■ **WORK TO DO**: Output every line of the records below as a numbered list, leaving out any blank lines.

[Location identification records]
════════════════════

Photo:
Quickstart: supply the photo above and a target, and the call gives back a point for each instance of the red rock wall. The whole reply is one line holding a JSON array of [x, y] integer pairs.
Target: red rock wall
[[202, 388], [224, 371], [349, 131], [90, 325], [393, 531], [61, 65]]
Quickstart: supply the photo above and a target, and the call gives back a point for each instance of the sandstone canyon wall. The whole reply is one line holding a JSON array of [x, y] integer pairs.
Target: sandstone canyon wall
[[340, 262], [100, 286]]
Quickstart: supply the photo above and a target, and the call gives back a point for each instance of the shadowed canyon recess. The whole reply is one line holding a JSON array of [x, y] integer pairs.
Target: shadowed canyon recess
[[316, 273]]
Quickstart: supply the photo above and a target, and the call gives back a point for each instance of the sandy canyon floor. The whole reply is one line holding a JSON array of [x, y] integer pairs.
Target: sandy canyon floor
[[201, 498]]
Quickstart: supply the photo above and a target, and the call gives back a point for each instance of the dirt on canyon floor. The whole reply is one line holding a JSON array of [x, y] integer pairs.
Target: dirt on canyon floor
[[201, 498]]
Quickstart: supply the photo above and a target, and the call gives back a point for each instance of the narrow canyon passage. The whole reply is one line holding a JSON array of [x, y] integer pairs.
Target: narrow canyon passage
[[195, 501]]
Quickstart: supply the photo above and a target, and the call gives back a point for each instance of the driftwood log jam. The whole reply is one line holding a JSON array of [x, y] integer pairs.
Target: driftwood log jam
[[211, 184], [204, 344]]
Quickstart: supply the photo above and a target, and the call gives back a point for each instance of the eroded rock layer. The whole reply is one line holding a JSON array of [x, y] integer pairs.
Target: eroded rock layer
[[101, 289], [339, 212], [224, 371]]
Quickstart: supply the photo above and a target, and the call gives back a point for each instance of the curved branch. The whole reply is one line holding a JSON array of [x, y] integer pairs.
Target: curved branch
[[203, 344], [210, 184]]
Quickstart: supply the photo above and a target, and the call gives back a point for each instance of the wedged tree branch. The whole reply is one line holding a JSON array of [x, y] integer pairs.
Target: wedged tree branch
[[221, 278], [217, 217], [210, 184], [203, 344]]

════════════════════

■ **ANSWER TO THE TASK**:
1. Photo:
2. Quickstart: supply the photo above and a target, and the call gives back a point for each instance of the red rock wall. The whole reply is one line holding a JSON array of [x, y] integer pairs.
3. Target: red rock wall
4. [[202, 388], [224, 371], [349, 131], [90, 325], [393, 531], [61, 65]]
5. Quickstart: supply the photo above and a target, and the call gives back a point for each instance of the sandstone canyon wall. The whole reply is one line holding a JSON array of [x, y] integer pairs.
6. Target: sandstone canyon wall
7. [[340, 262], [100, 286]]
8. Quickstart: supply the photo above and a target, and the call gives back a point for each instance of the shadowed canyon recess. The whole reply is one line holding a JSON array of [x, y] integer pairs.
9. Target: shadowed canyon recess
10. [[316, 273]]
11. Quickstart: supply the photo above and a target, and the call gives back a point for each instance of the sandy canyon floor. The whole reply is one line holding a JSON array of [x, y] integer pairs.
12. Target: sandy canyon floor
13. [[201, 498]]
14. Quickstart: supply the photo above and a target, and the call gives back a point for each instance of the dirt on canyon floor. The whole reply is one line holding a JSON array of [x, y] integer pairs.
15. Target: dirt on canyon floor
16. [[201, 498]]
17. Quickstart: supply the photo above and a target, and the call gives back a point for each instance of the narrow canyon passage. The whole reply is one line holding a JSON array of [x, y] integer pairs.
18. Target: narrow canyon passage
19. [[195, 501]]
20. Quickstart: supply the photo above and a target, and the call gives back a point for each instance of the driftwood log jam. The whole reply is one line holding a JSON array of [x, y] integer pairs.
21. Target: driftwood log jam
22. [[211, 184], [204, 344]]
23. Quickstart: supply the photo above and a target, and the call gives back a point for each instance of the eroded rock layer. The whole reply is one line holding a JSON array of [x, y] integer pairs.
24. Target: eroded rock layer
25. [[101, 289], [339, 212], [224, 371]]
26. Quickstart: supply the photo above and a target, and the call gives back a point for each instance of the curved branch. The whole reply is one line holding a JSON array of [x, y] integer pairs.
27. Target: curved branch
28. [[203, 344], [210, 184]]
29. Quickstart: supply the photo above and a target, and the call gives back a point for each instance of the wedged tree branch. The whole reply is one line holding a JSON array of [x, y] integer pairs.
30. Target: wedged tree branch
31. [[221, 278], [217, 217], [210, 184], [203, 344]]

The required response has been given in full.